▸ FRAGMENTO DEL DOCUMENTO

(16 de abril del 2023. El Venezolano).- La campaña de detenciones y allanamientos que el régimen ha puesto en marcha desde el 17 de marzo tiene una peculiaridad, un rasgo muy destacado: está envuelta en un aire de descrédito. No resulta creíble, ni siquiera a los propagandistas habituales del régimen en las redes sociales. La gran mayoría hace silencio. Ni una declaración. Como si nada estuviese ocurriendo. Es tal la opacidad, tal la turbidez de la atmósfera gubernamental, que ni siquiera han logrado hacer acopio de alguna energía para acompañar detenciones y allanamientos con alguna fanfarria. Nada. Ni siquiera para simular.

▸ INSTRUCCIÓN 1
Cuenta las líneas de las filas que contienen la cadena "concrete", distinguiendo entre mayúsculas y minúsculas. Responde solo con el número.
El fragmento y las filas no guardan ninguna relación entre sí.

▸ DATOS PROPORCIONADOS
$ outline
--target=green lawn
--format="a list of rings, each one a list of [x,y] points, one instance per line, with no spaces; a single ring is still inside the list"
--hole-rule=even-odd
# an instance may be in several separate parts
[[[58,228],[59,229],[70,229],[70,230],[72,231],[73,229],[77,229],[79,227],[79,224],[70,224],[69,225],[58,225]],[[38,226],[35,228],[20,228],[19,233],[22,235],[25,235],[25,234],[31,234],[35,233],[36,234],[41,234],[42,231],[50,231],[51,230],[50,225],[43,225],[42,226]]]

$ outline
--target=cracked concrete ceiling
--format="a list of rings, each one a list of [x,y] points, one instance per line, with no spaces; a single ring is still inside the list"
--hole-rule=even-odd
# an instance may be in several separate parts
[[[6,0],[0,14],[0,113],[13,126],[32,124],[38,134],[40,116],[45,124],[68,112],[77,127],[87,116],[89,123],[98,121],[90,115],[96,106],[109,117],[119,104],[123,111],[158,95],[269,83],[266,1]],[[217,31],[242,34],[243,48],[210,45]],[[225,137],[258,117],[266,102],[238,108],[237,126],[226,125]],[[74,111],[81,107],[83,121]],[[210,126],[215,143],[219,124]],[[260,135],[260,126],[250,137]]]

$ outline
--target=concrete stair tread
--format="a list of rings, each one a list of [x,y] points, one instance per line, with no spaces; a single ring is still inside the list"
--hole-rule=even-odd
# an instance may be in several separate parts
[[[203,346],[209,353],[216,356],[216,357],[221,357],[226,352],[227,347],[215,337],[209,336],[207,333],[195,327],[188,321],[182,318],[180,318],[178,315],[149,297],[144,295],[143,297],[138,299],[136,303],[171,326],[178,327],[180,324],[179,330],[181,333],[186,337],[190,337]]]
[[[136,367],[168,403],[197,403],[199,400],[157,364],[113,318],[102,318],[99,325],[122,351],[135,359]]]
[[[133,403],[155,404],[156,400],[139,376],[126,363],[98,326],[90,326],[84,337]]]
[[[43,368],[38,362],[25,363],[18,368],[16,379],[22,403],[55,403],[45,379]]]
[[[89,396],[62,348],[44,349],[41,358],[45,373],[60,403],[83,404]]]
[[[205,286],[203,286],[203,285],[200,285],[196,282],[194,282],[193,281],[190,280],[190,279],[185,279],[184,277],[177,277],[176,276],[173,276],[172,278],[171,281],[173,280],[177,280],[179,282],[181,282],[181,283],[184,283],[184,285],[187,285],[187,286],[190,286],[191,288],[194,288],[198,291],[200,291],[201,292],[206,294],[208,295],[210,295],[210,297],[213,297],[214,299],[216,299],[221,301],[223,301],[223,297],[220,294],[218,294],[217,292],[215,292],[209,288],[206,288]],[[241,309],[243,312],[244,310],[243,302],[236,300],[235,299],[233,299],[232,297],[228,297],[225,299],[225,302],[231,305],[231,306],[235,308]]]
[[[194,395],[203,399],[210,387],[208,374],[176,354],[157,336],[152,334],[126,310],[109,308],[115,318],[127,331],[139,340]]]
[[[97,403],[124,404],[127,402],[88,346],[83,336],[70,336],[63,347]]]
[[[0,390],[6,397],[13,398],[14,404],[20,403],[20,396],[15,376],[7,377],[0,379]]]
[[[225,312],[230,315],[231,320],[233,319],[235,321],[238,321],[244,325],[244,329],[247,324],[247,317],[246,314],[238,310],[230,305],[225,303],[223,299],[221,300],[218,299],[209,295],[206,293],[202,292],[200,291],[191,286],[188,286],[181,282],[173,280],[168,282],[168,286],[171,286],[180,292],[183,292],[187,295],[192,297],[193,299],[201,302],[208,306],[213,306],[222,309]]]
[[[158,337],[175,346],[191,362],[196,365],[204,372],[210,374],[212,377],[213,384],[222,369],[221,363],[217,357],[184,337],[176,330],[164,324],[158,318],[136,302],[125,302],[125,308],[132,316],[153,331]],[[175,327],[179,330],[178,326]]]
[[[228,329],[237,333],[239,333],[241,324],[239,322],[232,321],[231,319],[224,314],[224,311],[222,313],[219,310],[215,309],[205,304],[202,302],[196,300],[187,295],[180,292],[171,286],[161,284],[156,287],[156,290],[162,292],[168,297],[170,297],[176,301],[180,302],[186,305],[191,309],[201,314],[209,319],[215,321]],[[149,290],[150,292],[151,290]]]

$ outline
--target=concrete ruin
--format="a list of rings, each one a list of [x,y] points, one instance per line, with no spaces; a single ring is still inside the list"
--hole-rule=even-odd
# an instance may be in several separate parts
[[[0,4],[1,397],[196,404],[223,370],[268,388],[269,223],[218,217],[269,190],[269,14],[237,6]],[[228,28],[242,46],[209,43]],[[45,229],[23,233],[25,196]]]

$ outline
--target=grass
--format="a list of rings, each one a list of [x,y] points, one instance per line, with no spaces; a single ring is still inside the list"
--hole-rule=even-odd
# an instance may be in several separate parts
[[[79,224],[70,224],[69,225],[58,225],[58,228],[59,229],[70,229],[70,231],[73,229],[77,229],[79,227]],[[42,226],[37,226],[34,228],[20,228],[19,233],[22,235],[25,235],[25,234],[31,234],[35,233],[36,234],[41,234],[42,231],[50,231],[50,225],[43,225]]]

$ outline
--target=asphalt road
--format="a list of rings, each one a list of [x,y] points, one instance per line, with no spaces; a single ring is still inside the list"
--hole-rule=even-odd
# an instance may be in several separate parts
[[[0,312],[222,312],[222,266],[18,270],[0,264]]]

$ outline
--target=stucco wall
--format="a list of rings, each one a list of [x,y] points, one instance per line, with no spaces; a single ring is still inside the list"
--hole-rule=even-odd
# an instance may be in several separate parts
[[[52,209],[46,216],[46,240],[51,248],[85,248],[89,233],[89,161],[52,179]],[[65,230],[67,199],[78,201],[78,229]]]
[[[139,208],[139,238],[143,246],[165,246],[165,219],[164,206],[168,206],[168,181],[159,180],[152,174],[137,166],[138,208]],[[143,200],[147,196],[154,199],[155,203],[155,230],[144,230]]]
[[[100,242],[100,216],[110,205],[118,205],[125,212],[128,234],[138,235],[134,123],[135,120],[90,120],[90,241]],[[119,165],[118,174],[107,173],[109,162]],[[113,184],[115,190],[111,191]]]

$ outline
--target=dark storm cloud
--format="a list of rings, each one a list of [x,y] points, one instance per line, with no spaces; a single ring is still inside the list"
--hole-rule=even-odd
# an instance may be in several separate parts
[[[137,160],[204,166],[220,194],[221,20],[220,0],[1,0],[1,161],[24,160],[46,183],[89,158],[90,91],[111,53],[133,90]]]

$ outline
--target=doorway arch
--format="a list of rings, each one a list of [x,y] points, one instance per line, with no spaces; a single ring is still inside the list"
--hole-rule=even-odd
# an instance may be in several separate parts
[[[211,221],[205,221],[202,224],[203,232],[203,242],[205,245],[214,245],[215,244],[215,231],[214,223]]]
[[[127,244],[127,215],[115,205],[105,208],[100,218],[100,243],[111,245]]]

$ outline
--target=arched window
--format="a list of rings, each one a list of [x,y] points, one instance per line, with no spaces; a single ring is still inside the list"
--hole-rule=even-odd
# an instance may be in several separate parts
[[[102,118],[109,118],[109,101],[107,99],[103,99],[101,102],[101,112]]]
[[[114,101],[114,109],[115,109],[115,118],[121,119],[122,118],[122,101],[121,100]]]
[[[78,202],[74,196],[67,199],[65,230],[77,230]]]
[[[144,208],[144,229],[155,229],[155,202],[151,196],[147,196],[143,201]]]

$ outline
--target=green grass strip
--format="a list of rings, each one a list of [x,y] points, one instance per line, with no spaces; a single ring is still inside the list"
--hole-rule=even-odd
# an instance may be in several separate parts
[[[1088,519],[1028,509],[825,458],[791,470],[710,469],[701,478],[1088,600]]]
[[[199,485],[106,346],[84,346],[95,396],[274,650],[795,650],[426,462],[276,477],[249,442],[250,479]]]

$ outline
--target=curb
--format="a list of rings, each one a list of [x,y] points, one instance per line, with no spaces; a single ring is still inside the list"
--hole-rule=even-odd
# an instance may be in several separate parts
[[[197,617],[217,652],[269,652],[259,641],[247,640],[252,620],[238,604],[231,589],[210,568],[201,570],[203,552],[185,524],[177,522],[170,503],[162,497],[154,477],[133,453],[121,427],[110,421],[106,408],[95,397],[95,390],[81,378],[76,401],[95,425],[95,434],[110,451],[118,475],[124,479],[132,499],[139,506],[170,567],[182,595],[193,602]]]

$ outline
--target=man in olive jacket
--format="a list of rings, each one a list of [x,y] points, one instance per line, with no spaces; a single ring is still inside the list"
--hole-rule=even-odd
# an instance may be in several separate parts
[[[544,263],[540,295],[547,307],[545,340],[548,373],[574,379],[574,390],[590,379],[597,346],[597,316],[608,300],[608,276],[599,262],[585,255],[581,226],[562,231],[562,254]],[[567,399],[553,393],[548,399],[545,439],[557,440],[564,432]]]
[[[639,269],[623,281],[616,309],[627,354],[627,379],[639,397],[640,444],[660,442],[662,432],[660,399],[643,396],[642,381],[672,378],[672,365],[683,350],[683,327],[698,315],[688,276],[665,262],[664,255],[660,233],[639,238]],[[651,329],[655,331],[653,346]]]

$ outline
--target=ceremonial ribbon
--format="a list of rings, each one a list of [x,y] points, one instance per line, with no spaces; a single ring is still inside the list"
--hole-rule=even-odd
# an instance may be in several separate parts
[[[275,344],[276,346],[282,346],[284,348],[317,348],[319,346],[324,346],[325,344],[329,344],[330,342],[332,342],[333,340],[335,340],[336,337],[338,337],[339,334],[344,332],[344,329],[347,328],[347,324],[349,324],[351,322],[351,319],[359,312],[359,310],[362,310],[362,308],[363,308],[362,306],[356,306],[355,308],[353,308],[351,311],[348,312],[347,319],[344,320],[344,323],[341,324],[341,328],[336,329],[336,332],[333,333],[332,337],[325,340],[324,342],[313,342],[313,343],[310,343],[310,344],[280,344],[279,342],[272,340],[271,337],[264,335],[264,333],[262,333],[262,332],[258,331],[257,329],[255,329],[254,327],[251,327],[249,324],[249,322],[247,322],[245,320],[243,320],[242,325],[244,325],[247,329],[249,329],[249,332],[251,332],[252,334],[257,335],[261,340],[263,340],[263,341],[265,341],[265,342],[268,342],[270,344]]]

▸ INSTRUCCIÓN 2
Traduce al inglés esta oración del fragmento sobre la campaña de detenciones: "Es tal la opacidad, tal la turbidez de la atmósfera gubernamental, que ni siquiera han logrado hacer acopio de alguna energía para acompañar detenciones y allanamientos con alguna fanfarria."

▸ RESPUESTA 1
3

▸ RESPUESTA 2
Such is the opacity, such the murkiness of the government atmosphere, that they have not even managed to muster any energy to accompany arrests and raids with some fanfare.